Count the lines that contain the word "segment" and give only that number.

--- INFORMATION SUPPLIED ---

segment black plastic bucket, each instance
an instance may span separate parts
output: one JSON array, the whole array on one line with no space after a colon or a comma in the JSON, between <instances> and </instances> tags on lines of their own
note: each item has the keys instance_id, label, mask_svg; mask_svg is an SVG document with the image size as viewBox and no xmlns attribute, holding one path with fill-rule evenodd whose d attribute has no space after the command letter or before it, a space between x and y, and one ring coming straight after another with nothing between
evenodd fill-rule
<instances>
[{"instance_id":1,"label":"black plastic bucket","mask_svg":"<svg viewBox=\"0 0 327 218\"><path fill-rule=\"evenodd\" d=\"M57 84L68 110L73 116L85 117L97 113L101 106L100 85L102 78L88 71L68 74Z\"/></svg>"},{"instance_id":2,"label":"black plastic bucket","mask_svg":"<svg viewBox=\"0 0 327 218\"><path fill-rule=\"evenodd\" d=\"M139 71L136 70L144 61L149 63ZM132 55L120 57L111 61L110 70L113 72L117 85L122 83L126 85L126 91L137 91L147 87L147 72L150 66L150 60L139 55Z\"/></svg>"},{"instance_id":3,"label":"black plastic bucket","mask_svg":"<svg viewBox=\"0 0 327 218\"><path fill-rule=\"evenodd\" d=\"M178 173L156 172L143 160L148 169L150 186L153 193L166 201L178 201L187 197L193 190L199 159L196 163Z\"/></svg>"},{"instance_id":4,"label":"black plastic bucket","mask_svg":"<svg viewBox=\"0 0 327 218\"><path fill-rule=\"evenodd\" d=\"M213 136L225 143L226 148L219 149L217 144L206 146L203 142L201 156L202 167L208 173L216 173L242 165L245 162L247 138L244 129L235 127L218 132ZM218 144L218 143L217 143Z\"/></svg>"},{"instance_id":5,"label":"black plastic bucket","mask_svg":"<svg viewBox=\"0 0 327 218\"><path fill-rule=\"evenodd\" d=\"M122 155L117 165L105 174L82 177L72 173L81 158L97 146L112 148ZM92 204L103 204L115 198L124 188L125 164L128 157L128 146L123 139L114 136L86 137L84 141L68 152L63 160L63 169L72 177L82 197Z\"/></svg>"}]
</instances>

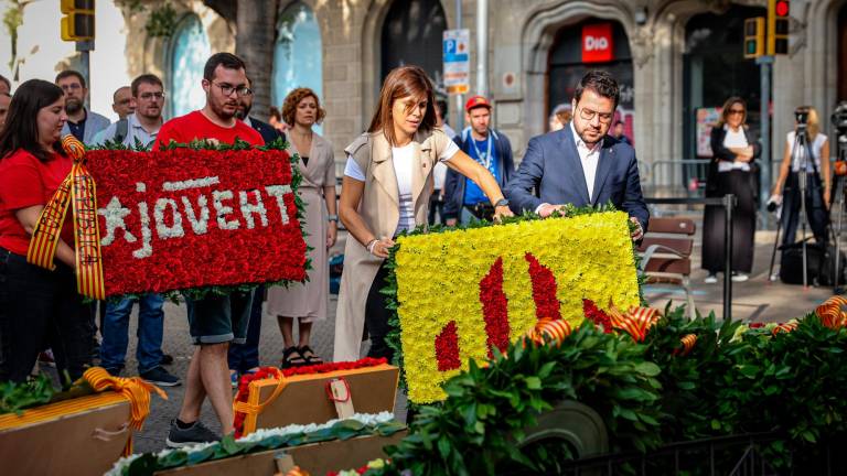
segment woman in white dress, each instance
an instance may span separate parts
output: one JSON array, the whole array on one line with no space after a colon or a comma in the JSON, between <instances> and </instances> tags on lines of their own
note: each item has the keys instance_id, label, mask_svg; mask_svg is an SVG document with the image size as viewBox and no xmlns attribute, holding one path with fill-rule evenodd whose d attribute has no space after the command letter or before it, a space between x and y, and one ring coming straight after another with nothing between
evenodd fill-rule
<instances>
[{"instance_id":1,"label":"woman in white dress","mask_svg":"<svg viewBox=\"0 0 847 476\"><path fill-rule=\"evenodd\" d=\"M312 130L325 116L318 95L309 88L292 90L282 105L282 120L291 125L291 152L303 181L299 194L305 203L305 242L311 247L309 281L268 290L267 313L276 316L282 332L282 367L321 364L309 345L312 324L326 318L330 292L329 249L335 244L339 216L335 208L335 159L332 145ZM325 206L324 206L325 202ZM299 338L294 345L294 320Z\"/></svg>"}]
</instances>

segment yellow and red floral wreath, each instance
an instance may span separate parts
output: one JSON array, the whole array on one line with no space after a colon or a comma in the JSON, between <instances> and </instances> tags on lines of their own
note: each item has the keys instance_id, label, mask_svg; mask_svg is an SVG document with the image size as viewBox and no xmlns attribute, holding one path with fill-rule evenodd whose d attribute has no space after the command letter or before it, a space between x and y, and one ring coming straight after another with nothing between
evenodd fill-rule
<instances>
[{"instance_id":1,"label":"yellow and red floral wreath","mask_svg":"<svg viewBox=\"0 0 847 476\"><path fill-rule=\"evenodd\" d=\"M398 239L400 342L409 399L442 400L468 359L533 329L542 318L585 318L583 300L639 305L626 214L521 221ZM608 307L604 307L608 309Z\"/></svg>"}]
</instances>

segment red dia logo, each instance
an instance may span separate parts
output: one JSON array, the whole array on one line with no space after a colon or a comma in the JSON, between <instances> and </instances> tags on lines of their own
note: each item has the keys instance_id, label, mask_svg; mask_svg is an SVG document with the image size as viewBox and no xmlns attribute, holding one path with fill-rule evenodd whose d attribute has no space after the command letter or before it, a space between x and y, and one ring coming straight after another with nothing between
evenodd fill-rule
<instances>
[{"instance_id":1,"label":"red dia logo","mask_svg":"<svg viewBox=\"0 0 847 476\"><path fill-rule=\"evenodd\" d=\"M527 252L524 258L529 262L529 278L533 283L533 301L535 302L535 316L560 320L560 303L556 298L558 285L556 277L549 268L538 262L533 253ZM489 357L493 356L494 347L504 351L508 347L508 300L503 292L503 258L497 258L491 266L489 273L480 281L480 302L482 303L482 316L485 322L485 335L487 336ZM438 370L451 370L461 367L459 358L459 333L455 321L444 325L436 337L436 358Z\"/></svg>"}]
</instances>

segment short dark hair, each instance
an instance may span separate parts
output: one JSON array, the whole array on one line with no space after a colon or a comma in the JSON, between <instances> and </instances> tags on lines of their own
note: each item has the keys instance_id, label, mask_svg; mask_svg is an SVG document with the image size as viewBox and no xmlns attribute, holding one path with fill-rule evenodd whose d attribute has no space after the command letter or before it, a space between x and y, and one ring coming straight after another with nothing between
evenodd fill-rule
<instances>
[{"instance_id":1,"label":"short dark hair","mask_svg":"<svg viewBox=\"0 0 847 476\"><path fill-rule=\"evenodd\" d=\"M79 84L84 88L88 87L88 86L85 85L85 77L83 77L83 74L79 73L78 71L74 71L74 69L65 69L65 71L61 72L60 74L56 75L56 80L54 83L58 84L60 80L62 80L62 79L64 79L66 77L71 77L71 76L76 76L76 78L79 79Z\"/></svg>"},{"instance_id":2,"label":"short dark hair","mask_svg":"<svg viewBox=\"0 0 847 476\"><path fill-rule=\"evenodd\" d=\"M0 130L0 160L21 149L46 162L50 155L39 142L39 111L62 99L65 93L53 83L43 79L30 79L18 87L11 104L6 126ZM56 141L53 150L65 154L62 144Z\"/></svg>"},{"instance_id":3,"label":"short dark hair","mask_svg":"<svg viewBox=\"0 0 847 476\"><path fill-rule=\"evenodd\" d=\"M161 86L161 88L164 89L164 84L162 84L162 80L159 79L159 76L147 73L132 79L132 84L129 85L129 89L132 91L132 97L138 97L138 87L141 86L142 84Z\"/></svg>"},{"instance_id":4,"label":"short dark hair","mask_svg":"<svg viewBox=\"0 0 847 476\"><path fill-rule=\"evenodd\" d=\"M226 69L244 69L247 71L247 66L244 61L232 53L215 53L206 61L206 65L203 67L203 79L212 80L215 77L215 69L217 66L223 66Z\"/></svg>"},{"instance_id":5,"label":"short dark hair","mask_svg":"<svg viewBox=\"0 0 847 476\"><path fill-rule=\"evenodd\" d=\"M582 99L582 91L591 89L601 97L609 98L614 102L614 107L618 108L618 101L621 98L621 88L618 86L618 82L611 73L602 69L591 69L582 76L577 85L577 90L573 91L573 99L579 102Z\"/></svg>"}]
</instances>

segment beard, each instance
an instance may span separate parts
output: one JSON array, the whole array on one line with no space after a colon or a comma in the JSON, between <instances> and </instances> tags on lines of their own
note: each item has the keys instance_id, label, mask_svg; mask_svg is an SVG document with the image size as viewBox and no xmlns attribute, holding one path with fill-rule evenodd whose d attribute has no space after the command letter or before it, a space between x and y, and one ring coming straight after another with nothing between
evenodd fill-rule
<instances>
[{"instance_id":1,"label":"beard","mask_svg":"<svg viewBox=\"0 0 847 476\"><path fill-rule=\"evenodd\" d=\"M77 98L67 98L65 99L65 112L67 113L77 113L83 109L83 101L81 101Z\"/></svg>"}]
</instances>

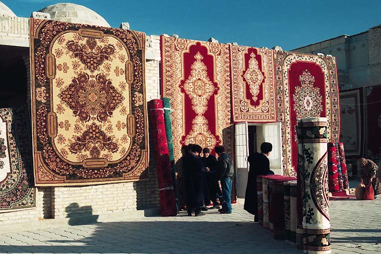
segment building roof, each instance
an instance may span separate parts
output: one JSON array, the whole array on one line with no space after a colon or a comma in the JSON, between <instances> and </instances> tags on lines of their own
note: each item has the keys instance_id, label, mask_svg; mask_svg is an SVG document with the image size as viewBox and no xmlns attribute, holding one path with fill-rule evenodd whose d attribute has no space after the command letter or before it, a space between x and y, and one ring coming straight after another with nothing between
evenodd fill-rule
<instances>
[{"instance_id":1,"label":"building roof","mask_svg":"<svg viewBox=\"0 0 381 254\"><path fill-rule=\"evenodd\" d=\"M375 26L375 27L372 27L372 28L376 27L377 26ZM322 40L322 41L319 41L318 42L315 42L314 43L311 43L310 44L306 45L305 46L302 46L301 47L299 47L299 48L295 48L294 49L291 49L290 51L292 51L293 50L296 50L297 49L301 49L301 48L305 48L306 47L308 47L309 46L311 46L312 45L317 44L318 43L321 43L322 42L324 42L328 41L331 40L334 40L335 39L337 39L338 38L340 38L340 37L343 37L343 36L353 37L353 36L356 36L357 35L360 35L360 34L364 34L364 33L366 33L367 32L368 32L368 30L364 31L364 32L361 32L360 33L356 33L356 34L353 34L352 35L348 35L348 34L342 34L341 35L339 35L338 36L334 37L333 38L330 38L327 39L326 40Z\"/></svg>"},{"instance_id":2,"label":"building roof","mask_svg":"<svg viewBox=\"0 0 381 254\"><path fill-rule=\"evenodd\" d=\"M50 14L53 20L110 27L107 21L94 10L75 3L56 3L38 11Z\"/></svg>"},{"instance_id":3,"label":"building roof","mask_svg":"<svg viewBox=\"0 0 381 254\"><path fill-rule=\"evenodd\" d=\"M15 17L16 14L9 9L9 7L2 2L0 2L0 16L4 15L8 17Z\"/></svg>"}]
</instances>

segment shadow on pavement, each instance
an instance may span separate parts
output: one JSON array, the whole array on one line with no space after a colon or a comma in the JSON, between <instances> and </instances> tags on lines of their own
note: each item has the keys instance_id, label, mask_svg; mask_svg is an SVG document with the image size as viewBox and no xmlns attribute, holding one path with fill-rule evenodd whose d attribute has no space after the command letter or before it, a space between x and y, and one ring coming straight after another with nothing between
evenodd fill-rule
<instances>
[{"instance_id":1,"label":"shadow on pavement","mask_svg":"<svg viewBox=\"0 0 381 254\"><path fill-rule=\"evenodd\" d=\"M206 215L206 217L210 216ZM98 223L47 229L41 245L0 246L11 253L302 253L273 239L257 223L237 222L150 221ZM193 220L193 221L192 221ZM51 234L49 234L49 232ZM61 233L60 233L61 232ZM68 234L69 235L68 235ZM88 236L90 235L90 236ZM87 236L84 237L84 235ZM44 245L51 245L45 246Z\"/></svg>"}]
</instances>

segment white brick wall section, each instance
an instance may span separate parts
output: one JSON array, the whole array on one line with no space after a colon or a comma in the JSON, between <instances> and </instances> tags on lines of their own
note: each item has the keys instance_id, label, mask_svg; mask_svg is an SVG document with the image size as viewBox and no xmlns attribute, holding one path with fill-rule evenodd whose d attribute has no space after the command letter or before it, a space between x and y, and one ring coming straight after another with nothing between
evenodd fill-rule
<instances>
[{"instance_id":1,"label":"white brick wall section","mask_svg":"<svg viewBox=\"0 0 381 254\"><path fill-rule=\"evenodd\" d=\"M0 44L29 46L29 18L0 18Z\"/></svg>"}]
</instances>

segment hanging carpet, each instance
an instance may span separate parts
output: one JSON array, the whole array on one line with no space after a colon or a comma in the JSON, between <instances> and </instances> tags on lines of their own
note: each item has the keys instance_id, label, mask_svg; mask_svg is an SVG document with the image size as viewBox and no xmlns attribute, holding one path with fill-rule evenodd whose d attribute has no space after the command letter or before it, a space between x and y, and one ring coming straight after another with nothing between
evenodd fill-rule
<instances>
[{"instance_id":1,"label":"hanging carpet","mask_svg":"<svg viewBox=\"0 0 381 254\"><path fill-rule=\"evenodd\" d=\"M283 174L296 176L298 119L327 118L329 140L338 141L340 120L336 65L331 56L280 51L276 53L275 64Z\"/></svg>"},{"instance_id":2,"label":"hanging carpet","mask_svg":"<svg viewBox=\"0 0 381 254\"><path fill-rule=\"evenodd\" d=\"M25 106L0 109L0 212L35 206L30 120Z\"/></svg>"},{"instance_id":3,"label":"hanging carpet","mask_svg":"<svg viewBox=\"0 0 381 254\"><path fill-rule=\"evenodd\" d=\"M175 161L190 143L234 158L229 45L161 36L163 96L171 102ZM178 168L178 171L181 169ZM232 201L236 198L235 184Z\"/></svg>"},{"instance_id":4,"label":"hanging carpet","mask_svg":"<svg viewBox=\"0 0 381 254\"><path fill-rule=\"evenodd\" d=\"M141 32L30 19L36 186L148 177Z\"/></svg>"},{"instance_id":5,"label":"hanging carpet","mask_svg":"<svg viewBox=\"0 0 381 254\"><path fill-rule=\"evenodd\" d=\"M274 52L230 45L234 123L276 123Z\"/></svg>"},{"instance_id":6,"label":"hanging carpet","mask_svg":"<svg viewBox=\"0 0 381 254\"><path fill-rule=\"evenodd\" d=\"M344 144L348 158L364 155L364 88L340 91L340 141Z\"/></svg>"},{"instance_id":7,"label":"hanging carpet","mask_svg":"<svg viewBox=\"0 0 381 254\"><path fill-rule=\"evenodd\" d=\"M381 85L365 88L365 157L381 156Z\"/></svg>"}]
</instances>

---

→ **TASK ANSWER**
10